Task objective — Gather every line in the data below that contains the word "outline" and copy each of those lines out in full. Matching is case-sensitive.
______
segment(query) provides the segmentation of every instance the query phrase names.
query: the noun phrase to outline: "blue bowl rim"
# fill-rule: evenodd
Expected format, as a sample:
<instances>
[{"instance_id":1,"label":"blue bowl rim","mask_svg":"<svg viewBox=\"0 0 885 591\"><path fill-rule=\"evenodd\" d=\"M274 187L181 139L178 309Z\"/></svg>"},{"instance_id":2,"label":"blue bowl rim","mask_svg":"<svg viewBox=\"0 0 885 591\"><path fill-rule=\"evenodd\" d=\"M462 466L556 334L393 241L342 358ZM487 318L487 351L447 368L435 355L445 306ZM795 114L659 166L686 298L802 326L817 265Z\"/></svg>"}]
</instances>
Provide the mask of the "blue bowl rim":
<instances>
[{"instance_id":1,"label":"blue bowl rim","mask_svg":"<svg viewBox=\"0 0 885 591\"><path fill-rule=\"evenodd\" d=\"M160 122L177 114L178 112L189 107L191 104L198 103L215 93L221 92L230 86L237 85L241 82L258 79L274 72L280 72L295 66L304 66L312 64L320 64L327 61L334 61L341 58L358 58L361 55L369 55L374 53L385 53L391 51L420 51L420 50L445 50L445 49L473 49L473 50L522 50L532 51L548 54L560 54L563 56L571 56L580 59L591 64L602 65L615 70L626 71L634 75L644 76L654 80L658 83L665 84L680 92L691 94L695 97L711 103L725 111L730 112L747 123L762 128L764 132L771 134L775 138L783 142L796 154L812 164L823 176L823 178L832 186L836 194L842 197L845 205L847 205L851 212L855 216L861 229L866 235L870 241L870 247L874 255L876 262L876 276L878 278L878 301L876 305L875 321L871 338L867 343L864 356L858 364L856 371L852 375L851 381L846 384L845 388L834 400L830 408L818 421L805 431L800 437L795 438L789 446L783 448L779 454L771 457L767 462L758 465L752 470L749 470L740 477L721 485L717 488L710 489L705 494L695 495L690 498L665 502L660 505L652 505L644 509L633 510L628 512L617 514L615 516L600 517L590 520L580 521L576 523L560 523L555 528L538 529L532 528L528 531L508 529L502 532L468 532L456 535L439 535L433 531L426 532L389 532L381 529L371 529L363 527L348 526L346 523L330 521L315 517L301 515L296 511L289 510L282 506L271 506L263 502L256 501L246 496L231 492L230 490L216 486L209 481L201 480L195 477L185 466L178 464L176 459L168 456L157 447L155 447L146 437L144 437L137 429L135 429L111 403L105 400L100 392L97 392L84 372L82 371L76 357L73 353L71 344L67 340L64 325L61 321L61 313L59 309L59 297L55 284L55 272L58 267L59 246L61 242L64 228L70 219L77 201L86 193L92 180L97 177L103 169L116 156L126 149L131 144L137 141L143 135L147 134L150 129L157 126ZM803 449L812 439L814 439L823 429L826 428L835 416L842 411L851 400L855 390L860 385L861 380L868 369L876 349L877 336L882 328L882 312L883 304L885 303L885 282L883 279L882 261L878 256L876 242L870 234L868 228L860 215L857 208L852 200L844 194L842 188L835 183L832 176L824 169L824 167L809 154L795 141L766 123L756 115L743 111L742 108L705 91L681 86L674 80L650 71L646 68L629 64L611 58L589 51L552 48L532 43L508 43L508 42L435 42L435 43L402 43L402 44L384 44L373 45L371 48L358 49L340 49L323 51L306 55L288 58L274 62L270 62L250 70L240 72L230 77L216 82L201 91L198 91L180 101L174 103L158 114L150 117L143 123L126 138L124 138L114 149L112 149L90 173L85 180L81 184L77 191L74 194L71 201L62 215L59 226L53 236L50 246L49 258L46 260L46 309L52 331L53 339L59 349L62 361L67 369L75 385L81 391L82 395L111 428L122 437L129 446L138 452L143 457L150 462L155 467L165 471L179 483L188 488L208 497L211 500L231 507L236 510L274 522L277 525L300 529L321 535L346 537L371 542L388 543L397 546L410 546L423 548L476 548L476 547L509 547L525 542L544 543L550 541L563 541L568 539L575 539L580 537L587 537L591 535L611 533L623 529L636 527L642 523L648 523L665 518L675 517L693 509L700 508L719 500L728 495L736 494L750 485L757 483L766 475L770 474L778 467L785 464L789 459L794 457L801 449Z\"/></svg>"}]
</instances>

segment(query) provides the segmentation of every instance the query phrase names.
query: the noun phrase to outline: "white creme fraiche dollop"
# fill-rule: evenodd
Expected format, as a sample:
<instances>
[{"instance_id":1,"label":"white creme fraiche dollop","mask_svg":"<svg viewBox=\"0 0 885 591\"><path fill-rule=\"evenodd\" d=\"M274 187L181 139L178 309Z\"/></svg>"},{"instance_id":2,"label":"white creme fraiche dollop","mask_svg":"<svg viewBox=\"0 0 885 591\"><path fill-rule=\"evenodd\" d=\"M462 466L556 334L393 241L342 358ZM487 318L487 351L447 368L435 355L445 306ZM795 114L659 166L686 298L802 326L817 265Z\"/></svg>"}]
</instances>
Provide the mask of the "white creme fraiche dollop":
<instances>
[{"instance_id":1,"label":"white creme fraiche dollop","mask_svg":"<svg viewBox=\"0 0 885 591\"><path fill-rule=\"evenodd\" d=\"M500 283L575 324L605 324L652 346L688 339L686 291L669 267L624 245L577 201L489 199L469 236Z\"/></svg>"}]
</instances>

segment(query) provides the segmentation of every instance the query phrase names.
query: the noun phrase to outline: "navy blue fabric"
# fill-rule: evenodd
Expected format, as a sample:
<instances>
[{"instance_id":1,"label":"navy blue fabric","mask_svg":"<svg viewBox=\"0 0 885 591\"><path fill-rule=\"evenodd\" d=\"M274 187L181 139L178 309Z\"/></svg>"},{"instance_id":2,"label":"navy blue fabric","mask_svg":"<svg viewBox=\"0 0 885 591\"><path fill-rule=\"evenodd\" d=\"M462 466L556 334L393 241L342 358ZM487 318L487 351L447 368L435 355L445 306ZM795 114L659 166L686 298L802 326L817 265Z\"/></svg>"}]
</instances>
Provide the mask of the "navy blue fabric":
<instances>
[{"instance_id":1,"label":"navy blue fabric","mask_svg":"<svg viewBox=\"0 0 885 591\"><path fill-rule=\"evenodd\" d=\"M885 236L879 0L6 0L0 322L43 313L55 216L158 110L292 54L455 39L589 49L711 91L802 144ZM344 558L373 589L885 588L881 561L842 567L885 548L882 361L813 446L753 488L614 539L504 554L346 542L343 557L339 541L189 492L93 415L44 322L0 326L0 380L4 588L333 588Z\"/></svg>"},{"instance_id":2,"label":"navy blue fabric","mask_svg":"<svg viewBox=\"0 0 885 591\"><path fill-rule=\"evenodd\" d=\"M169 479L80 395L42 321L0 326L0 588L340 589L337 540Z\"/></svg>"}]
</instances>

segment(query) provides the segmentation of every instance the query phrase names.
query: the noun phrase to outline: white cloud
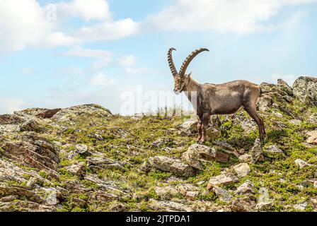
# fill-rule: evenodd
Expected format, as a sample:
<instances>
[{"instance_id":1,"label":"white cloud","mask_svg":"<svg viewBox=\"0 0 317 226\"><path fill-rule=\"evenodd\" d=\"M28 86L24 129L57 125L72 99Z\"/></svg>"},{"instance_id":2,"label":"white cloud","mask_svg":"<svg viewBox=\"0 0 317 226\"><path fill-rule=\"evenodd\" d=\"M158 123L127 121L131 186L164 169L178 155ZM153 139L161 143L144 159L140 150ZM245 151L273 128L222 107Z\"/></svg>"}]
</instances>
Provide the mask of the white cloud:
<instances>
[{"instance_id":1,"label":"white cloud","mask_svg":"<svg viewBox=\"0 0 317 226\"><path fill-rule=\"evenodd\" d=\"M110 86L115 84L115 80L108 78L105 74L100 73L93 76L91 80L91 84L93 85Z\"/></svg>"},{"instance_id":2,"label":"white cloud","mask_svg":"<svg viewBox=\"0 0 317 226\"><path fill-rule=\"evenodd\" d=\"M22 109L24 102L20 99L0 97L0 114L12 114Z\"/></svg>"},{"instance_id":3,"label":"white cloud","mask_svg":"<svg viewBox=\"0 0 317 226\"><path fill-rule=\"evenodd\" d=\"M74 0L55 6L58 16L79 17L85 20L111 18L109 5L105 0Z\"/></svg>"},{"instance_id":4,"label":"white cloud","mask_svg":"<svg viewBox=\"0 0 317 226\"><path fill-rule=\"evenodd\" d=\"M93 63L92 70L100 70L108 66L112 60L112 53L108 51L82 49L75 47L64 53L65 56L92 58L96 61Z\"/></svg>"},{"instance_id":5,"label":"white cloud","mask_svg":"<svg viewBox=\"0 0 317 226\"><path fill-rule=\"evenodd\" d=\"M24 74L32 74L35 71L35 70L33 68L23 68L20 70L20 72Z\"/></svg>"},{"instance_id":6,"label":"white cloud","mask_svg":"<svg viewBox=\"0 0 317 226\"><path fill-rule=\"evenodd\" d=\"M137 58L133 55L124 56L119 59L119 64L127 74L141 75L153 73L153 70L146 67L136 67Z\"/></svg>"},{"instance_id":7,"label":"white cloud","mask_svg":"<svg viewBox=\"0 0 317 226\"><path fill-rule=\"evenodd\" d=\"M114 20L105 0L73 0L47 6L41 6L36 0L1 1L0 54L28 46L50 48L113 40L134 35L138 30L138 23L130 18ZM67 17L95 21L72 28L64 26Z\"/></svg>"},{"instance_id":8,"label":"white cloud","mask_svg":"<svg viewBox=\"0 0 317 226\"><path fill-rule=\"evenodd\" d=\"M131 18L126 18L83 26L75 31L74 36L80 37L82 42L91 42L117 40L135 35L138 32L139 23Z\"/></svg>"},{"instance_id":9,"label":"white cloud","mask_svg":"<svg viewBox=\"0 0 317 226\"><path fill-rule=\"evenodd\" d=\"M209 30L248 33L272 30L263 25L286 5L316 0L177 0L163 11L147 16L143 29Z\"/></svg>"}]
</instances>

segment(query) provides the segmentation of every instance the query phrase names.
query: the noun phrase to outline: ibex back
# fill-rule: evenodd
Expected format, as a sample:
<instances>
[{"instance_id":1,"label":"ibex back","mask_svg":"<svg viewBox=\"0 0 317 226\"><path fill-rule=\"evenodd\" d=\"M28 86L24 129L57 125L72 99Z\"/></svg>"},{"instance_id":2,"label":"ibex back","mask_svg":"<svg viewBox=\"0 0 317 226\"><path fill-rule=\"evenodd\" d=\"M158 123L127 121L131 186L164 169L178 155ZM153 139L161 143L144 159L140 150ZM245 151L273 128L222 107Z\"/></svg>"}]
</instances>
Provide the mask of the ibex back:
<instances>
[{"instance_id":1,"label":"ibex back","mask_svg":"<svg viewBox=\"0 0 317 226\"><path fill-rule=\"evenodd\" d=\"M255 105L260 94L259 85L245 80L237 80L223 84L200 84L186 73L190 61L199 53L209 51L199 49L192 52L184 61L179 72L177 72L172 58L171 48L168 52L168 61L171 71L174 77L174 92L179 94L185 92L188 100L194 105L197 115L197 143L206 141L206 129L212 114L229 114L235 113L243 107L248 114L255 121L259 129L260 138L263 141L266 136L263 120L256 111ZM195 92L195 98L192 93ZM195 99L195 100L194 100Z\"/></svg>"}]
</instances>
______
Output below —
query: the noun phrase to outline: "blue bowl rim"
query: the noun phrase to outline: "white creme fraiche dollop"
query: the noun phrase to outline: "navy blue fabric"
query: the noun phrase to outline: white cloud
query: the noun phrase to outline: ibex back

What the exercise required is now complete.